[START OF DATASET RECORDS]
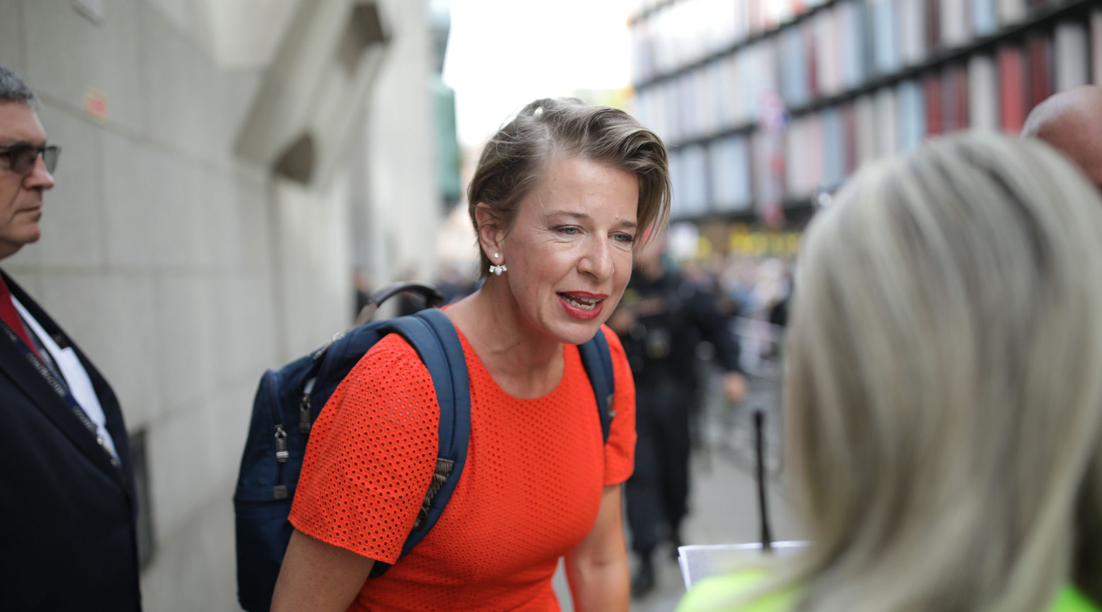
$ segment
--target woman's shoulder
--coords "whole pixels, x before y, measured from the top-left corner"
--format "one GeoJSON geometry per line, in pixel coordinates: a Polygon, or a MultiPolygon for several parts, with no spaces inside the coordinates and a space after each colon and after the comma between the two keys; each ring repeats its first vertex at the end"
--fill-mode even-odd
{"type": "Polygon", "coordinates": [[[401,403],[435,398],[432,375],[417,350],[398,334],[382,337],[341,381],[334,398],[371,397],[374,403],[401,403]]]}
{"type": "Polygon", "coordinates": [[[386,380],[404,375],[409,370],[429,375],[429,369],[421,361],[417,349],[400,335],[388,334],[364,353],[348,375],[360,380],[386,380]]]}
{"type": "Polygon", "coordinates": [[[796,598],[790,590],[738,603],[738,598],[753,592],[765,577],[760,570],[744,570],[706,578],[693,584],[677,612],[786,612],[791,609],[796,598]]]}

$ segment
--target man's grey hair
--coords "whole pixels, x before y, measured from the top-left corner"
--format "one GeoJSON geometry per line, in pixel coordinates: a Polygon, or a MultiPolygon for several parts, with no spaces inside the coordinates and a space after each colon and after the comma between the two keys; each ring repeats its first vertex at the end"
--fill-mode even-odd
{"type": "Polygon", "coordinates": [[[19,75],[0,66],[0,102],[23,102],[37,108],[39,97],[19,75]]]}

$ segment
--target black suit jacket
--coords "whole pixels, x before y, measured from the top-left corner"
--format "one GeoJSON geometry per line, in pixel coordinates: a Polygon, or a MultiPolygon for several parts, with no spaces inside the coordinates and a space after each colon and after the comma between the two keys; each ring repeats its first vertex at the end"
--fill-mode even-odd
{"type": "Polygon", "coordinates": [[[140,610],[138,504],[119,402],[62,328],[0,274],[43,329],[79,356],[121,463],[0,335],[0,608],[140,610]]]}

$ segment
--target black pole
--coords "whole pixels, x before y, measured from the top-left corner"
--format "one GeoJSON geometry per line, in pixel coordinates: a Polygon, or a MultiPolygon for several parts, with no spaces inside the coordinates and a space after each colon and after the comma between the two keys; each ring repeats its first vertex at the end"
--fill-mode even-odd
{"type": "Polygon", "coordinates": [[[754,408],[754,437],[755,451],[757,455],[757,477],[758,485],[758,510],[761,514],[761,550],[773,550],[773,532],[769,528],[769,505],[766,500],[766,474],[765,474],[765,411],[754,408]]]}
[END OF DATASET RECORDS]
**GIVEN REQUEST:**
Pull out every line of the material above that contains the word "black", matching case exactly.

**ANSWER TO THE TASK:**
--target black suit jacket
--target black pole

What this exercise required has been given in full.